**Exercise input**.

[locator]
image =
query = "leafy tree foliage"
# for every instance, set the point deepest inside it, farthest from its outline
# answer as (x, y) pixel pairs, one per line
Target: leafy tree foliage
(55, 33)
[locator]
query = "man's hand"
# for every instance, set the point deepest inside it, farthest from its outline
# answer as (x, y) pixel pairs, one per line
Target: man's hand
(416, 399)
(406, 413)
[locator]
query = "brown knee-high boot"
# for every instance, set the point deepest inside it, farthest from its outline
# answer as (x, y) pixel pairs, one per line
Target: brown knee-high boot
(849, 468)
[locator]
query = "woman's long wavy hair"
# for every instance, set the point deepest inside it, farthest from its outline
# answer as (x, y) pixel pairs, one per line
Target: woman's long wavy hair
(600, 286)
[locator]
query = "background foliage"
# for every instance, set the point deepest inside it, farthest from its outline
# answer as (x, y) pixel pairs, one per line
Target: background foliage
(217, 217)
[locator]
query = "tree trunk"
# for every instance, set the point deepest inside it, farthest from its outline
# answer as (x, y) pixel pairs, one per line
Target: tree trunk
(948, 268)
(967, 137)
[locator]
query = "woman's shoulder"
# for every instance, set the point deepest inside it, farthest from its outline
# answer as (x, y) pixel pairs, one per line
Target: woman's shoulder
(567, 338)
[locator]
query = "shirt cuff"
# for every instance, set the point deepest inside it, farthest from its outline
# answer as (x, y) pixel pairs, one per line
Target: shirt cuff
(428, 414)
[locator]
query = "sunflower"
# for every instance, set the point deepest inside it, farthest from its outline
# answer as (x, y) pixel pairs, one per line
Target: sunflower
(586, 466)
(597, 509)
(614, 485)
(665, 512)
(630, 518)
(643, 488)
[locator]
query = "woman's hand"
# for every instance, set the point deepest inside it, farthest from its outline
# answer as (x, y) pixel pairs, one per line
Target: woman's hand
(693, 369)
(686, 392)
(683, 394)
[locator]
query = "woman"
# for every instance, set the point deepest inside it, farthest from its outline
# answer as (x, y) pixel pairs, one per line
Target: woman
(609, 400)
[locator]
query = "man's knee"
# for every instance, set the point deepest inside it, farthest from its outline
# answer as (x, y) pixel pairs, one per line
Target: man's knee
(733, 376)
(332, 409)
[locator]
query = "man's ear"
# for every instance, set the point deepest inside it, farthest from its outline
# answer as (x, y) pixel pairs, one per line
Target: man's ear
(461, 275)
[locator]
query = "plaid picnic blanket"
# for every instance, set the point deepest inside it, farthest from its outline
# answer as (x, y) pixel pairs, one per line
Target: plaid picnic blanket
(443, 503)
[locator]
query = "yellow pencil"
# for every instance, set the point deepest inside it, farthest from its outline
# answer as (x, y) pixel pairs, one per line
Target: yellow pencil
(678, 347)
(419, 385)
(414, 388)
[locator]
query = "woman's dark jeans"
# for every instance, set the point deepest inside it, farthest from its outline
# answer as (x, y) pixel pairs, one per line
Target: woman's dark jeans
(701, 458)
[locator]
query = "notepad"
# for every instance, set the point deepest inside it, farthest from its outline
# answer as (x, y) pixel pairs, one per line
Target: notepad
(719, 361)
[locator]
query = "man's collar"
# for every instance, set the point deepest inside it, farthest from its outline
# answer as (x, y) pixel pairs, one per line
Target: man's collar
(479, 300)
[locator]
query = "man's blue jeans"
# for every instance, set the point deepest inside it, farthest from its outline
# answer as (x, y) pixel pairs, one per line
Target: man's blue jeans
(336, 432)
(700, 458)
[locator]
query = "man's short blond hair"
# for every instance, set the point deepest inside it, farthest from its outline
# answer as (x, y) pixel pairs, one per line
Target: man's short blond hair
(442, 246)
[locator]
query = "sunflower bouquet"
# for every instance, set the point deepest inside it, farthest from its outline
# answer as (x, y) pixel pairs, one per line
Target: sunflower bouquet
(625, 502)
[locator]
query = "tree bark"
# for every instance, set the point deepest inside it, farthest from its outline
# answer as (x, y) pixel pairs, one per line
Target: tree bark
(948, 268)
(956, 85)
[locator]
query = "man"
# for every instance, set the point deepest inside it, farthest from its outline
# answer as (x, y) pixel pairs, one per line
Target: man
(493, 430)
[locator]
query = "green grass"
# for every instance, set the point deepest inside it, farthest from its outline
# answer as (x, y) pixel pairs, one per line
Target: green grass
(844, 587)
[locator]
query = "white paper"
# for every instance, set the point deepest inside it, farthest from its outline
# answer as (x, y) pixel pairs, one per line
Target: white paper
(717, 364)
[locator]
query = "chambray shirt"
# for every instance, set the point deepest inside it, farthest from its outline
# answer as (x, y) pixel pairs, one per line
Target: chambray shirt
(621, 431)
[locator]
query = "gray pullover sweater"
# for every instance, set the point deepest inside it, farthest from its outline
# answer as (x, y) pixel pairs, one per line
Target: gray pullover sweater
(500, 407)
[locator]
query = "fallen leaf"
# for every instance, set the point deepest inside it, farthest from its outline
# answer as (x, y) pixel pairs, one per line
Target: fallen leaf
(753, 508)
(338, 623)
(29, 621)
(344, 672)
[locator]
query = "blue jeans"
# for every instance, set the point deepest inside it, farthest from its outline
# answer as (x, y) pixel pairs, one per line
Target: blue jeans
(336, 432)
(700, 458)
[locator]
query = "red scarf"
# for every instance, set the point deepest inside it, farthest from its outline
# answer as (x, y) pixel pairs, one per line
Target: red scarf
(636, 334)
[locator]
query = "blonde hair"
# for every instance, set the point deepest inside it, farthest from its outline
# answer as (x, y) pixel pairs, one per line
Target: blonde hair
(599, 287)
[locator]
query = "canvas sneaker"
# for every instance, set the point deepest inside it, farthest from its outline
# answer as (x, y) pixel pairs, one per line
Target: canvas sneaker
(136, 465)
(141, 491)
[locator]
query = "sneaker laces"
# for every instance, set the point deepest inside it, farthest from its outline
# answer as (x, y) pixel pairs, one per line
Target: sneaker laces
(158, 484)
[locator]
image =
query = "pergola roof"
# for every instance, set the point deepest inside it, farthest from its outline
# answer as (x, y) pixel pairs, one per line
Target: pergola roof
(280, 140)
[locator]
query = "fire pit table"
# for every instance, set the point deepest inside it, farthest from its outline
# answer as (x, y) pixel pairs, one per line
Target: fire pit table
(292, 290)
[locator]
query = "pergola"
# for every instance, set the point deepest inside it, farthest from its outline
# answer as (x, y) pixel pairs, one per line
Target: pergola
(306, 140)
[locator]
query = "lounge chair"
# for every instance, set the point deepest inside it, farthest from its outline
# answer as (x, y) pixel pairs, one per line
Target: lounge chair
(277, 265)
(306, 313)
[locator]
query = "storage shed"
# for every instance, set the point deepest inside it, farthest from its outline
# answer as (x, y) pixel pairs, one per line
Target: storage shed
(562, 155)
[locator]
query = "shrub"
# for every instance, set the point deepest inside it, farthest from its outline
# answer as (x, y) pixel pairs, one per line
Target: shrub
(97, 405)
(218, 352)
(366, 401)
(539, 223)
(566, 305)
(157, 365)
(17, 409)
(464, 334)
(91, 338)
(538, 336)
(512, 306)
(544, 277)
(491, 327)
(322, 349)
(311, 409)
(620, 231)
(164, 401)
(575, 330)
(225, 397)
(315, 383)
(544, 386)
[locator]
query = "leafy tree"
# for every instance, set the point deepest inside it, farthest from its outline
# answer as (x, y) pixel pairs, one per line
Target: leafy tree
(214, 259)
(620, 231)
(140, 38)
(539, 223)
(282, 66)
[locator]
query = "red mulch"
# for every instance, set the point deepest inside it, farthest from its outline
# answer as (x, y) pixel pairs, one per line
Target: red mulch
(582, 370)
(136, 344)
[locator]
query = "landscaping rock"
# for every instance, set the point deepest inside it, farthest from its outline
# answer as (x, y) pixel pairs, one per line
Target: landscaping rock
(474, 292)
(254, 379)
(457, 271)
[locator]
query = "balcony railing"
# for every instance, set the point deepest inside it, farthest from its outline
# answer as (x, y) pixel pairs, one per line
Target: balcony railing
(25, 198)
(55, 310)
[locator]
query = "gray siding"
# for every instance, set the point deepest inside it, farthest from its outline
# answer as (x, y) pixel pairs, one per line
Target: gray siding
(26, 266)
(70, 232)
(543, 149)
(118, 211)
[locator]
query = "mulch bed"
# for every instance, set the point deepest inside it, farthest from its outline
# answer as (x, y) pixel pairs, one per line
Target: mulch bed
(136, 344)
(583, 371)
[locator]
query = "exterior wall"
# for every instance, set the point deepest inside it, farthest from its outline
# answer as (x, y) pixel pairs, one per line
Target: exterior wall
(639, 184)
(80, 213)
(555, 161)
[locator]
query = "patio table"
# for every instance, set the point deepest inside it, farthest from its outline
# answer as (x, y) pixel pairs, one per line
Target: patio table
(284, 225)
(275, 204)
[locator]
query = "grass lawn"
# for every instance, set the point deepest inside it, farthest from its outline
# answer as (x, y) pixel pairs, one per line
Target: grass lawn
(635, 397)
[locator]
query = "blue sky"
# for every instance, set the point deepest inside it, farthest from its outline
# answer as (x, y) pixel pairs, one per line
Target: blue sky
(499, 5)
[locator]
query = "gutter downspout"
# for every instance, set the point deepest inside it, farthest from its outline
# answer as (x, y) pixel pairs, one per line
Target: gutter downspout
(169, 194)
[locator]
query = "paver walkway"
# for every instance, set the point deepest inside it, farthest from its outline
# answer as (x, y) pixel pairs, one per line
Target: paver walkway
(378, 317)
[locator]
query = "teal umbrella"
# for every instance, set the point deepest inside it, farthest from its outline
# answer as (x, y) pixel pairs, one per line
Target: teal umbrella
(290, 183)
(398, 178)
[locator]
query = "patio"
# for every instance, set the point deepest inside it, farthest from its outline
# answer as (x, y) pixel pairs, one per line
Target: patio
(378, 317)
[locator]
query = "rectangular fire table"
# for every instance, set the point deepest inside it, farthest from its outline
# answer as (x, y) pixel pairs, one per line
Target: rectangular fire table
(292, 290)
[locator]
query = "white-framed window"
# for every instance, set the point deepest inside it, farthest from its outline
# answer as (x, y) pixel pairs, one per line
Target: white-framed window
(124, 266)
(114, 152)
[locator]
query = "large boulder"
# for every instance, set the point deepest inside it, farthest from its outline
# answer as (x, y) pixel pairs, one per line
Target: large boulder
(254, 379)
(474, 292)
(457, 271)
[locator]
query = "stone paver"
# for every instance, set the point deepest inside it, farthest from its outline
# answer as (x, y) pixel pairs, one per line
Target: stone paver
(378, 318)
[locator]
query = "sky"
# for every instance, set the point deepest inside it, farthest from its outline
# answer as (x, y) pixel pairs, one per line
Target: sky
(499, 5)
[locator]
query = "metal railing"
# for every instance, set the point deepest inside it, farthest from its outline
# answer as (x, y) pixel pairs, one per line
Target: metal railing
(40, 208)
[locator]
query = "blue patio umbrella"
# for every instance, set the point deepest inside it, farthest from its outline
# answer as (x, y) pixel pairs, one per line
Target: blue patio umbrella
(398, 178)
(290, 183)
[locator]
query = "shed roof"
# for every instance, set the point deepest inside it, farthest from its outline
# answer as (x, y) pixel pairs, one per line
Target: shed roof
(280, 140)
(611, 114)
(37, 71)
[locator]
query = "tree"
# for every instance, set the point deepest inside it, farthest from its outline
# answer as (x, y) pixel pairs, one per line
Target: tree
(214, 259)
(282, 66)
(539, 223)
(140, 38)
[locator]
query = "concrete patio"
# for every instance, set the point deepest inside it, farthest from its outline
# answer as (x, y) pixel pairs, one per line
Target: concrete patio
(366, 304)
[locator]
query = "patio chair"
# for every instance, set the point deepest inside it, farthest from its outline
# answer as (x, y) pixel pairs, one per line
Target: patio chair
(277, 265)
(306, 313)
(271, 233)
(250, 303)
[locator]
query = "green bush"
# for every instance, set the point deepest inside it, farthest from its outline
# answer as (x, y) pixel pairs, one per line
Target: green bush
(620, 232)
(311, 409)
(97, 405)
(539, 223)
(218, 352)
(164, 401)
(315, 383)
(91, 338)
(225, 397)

**Exercise goal**. Pick out every line in the items above that contains the word "roof", and copy each one in full.

**Task answer**.
query = "pergola roof"
Target: pergola roof
query = "shed roof"
Target: shed roof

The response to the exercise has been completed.